_WHAT THE TASK REQUIRES_. Filter the listing below, please, and copy only the lines with the word "rock".

_STORED DATA_.

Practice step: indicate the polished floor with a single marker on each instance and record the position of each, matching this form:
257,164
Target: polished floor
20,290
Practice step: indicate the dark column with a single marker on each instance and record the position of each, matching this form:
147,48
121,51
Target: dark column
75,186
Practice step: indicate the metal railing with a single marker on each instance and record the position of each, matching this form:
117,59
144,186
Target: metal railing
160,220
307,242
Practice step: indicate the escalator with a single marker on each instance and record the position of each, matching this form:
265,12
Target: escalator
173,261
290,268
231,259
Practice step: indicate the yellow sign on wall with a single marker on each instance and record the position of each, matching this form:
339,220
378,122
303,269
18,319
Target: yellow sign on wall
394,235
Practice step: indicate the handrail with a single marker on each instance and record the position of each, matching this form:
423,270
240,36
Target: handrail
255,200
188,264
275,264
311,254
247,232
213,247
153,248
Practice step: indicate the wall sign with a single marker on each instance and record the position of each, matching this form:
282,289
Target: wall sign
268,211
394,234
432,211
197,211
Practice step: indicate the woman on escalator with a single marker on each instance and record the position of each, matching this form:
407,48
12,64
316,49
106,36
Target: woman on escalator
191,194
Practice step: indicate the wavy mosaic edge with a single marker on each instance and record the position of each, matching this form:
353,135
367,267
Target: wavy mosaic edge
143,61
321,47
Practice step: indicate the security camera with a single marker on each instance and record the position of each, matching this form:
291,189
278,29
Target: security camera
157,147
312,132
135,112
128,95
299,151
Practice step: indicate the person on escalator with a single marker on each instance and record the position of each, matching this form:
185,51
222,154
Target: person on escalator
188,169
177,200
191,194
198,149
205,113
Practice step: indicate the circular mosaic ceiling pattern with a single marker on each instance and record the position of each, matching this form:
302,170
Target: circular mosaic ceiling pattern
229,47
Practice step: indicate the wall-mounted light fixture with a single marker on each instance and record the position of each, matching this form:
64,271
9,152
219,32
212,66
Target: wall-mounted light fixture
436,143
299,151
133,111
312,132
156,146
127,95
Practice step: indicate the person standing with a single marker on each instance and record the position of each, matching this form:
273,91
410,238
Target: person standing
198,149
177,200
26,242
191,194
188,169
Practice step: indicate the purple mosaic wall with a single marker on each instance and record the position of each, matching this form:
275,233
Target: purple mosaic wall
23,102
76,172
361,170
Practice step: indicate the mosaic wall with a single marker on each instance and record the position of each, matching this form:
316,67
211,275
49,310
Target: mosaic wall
* * *
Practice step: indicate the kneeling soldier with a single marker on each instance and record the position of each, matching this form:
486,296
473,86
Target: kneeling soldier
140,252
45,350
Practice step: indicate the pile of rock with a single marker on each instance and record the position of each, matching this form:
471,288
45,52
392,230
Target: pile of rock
* * *
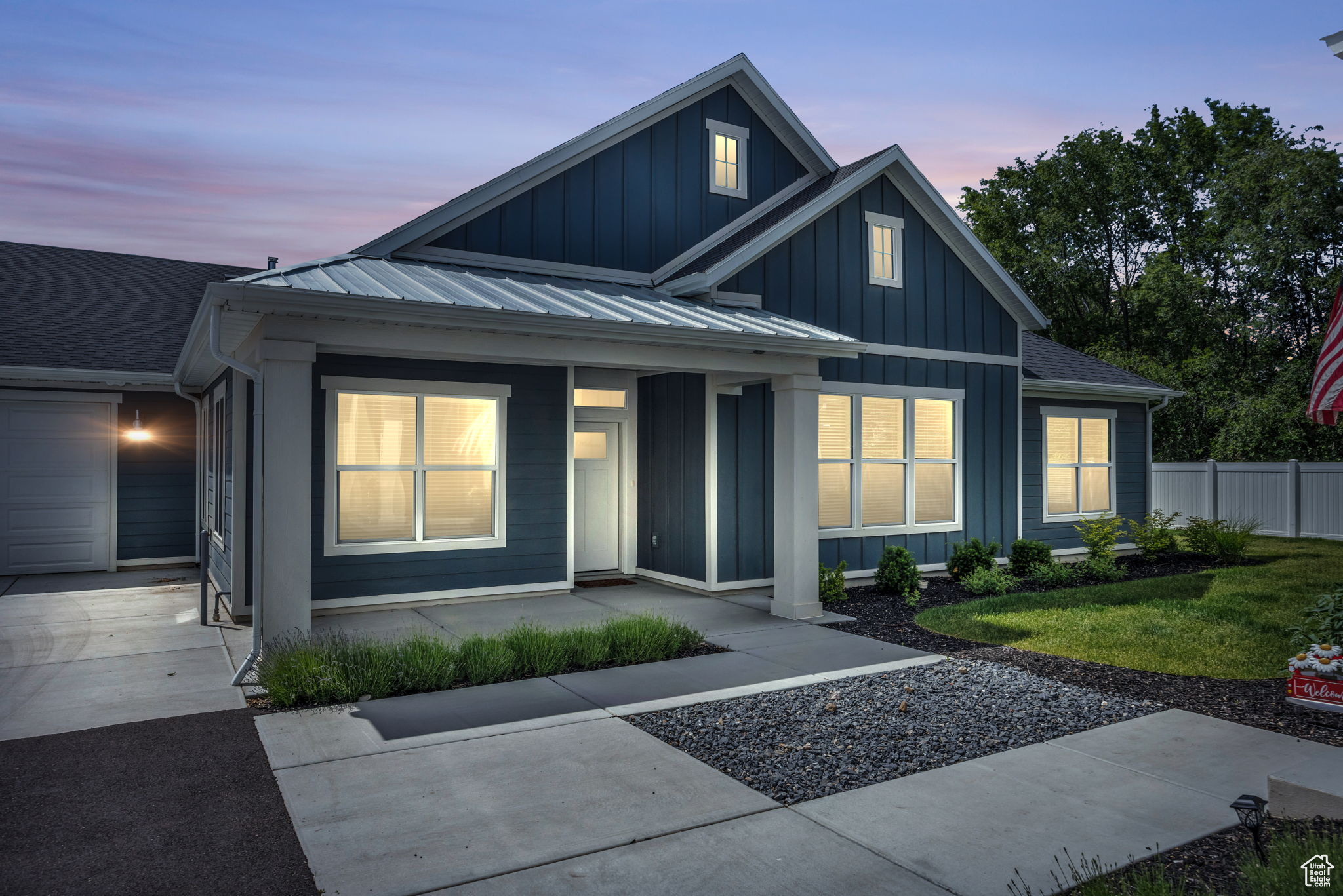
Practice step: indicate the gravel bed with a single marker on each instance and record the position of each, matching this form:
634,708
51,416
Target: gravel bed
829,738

_RESPONSE TO THE EXERCISE_.
Practice step: indicate the pile of rock with a single marker on each instance and record the position of each, matching this form:
Target: pile of rock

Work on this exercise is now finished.